## Суть задания
Пожалуйста, отфильтруйте материал ниже и выпишите каждую строку, в которой встречается слово «wood». Регистр букв учитывается.

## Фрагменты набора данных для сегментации
◇ ◇ ◇ ◇ ◇ ◇ ◇

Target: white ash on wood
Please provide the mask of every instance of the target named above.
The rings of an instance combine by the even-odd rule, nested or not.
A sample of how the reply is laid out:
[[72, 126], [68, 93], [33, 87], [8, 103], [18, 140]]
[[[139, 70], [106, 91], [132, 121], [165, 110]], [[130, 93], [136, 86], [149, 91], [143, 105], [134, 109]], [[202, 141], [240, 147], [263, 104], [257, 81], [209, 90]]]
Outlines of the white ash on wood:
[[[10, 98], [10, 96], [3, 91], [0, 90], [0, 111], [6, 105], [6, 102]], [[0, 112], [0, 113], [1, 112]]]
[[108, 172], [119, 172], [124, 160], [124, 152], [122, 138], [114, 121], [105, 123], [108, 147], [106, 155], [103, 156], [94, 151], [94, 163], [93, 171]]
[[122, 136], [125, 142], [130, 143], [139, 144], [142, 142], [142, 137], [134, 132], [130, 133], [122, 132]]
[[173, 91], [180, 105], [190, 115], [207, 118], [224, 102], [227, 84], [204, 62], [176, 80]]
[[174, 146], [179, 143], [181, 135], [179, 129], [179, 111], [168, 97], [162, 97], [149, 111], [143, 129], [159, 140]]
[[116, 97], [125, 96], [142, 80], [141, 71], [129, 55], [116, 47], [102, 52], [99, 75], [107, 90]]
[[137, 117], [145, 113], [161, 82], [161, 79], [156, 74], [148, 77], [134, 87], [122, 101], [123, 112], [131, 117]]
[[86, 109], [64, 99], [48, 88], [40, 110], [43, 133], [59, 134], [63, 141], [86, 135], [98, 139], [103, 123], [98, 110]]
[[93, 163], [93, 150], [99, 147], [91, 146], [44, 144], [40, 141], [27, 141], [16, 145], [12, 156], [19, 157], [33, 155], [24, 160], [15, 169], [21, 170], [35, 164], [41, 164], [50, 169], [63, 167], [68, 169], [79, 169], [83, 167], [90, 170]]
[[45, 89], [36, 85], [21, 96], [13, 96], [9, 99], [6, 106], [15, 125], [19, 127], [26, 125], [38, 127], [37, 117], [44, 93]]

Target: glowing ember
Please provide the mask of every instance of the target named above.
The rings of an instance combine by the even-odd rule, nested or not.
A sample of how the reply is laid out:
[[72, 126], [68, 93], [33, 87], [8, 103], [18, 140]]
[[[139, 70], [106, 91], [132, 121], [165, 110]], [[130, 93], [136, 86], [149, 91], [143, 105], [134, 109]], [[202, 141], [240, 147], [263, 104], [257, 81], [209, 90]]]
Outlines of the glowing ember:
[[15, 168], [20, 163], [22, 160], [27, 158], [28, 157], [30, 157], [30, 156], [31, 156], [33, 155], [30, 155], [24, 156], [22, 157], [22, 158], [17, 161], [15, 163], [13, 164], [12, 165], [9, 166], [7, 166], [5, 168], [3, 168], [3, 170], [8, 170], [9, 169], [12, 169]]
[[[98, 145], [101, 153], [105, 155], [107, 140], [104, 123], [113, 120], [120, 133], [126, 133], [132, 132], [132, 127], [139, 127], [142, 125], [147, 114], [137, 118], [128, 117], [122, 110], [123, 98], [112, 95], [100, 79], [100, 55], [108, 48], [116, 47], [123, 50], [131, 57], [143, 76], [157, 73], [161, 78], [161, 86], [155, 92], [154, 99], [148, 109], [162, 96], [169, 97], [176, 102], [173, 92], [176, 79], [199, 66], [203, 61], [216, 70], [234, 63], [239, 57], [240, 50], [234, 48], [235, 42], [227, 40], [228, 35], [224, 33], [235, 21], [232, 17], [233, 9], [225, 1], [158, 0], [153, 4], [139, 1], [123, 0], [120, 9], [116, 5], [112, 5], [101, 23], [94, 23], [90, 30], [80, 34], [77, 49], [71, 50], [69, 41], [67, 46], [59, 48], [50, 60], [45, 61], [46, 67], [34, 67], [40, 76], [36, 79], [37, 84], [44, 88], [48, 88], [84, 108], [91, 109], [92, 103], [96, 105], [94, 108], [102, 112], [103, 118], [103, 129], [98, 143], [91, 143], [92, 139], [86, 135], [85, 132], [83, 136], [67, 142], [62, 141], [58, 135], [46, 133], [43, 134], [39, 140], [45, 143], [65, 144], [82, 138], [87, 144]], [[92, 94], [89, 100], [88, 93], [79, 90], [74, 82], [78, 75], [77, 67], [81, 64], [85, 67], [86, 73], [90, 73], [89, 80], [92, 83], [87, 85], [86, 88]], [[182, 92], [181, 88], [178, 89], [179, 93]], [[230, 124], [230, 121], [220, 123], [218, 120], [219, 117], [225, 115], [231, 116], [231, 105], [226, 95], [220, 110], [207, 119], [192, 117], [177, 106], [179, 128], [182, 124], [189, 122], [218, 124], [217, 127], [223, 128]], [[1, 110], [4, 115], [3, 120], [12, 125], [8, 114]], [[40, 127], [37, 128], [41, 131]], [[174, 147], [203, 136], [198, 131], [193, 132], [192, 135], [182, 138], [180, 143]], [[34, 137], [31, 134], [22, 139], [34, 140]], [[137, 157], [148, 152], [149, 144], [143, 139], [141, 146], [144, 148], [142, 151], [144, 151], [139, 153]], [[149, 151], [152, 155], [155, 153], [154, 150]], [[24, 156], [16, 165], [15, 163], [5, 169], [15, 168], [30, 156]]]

◇ ◇ ◇ ◇ ◇ ◇ ◇

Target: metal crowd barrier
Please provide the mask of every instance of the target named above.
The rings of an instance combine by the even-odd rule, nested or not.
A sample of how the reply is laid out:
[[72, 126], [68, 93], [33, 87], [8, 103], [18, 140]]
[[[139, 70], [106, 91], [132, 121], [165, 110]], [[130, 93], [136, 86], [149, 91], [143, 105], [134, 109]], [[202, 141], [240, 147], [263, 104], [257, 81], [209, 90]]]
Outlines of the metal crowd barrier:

◇ ◇ ◇ ◇ ◇ ◇ ◇

## Решение задачи
Target: white ash on wood
Outlines of the white ash on wood:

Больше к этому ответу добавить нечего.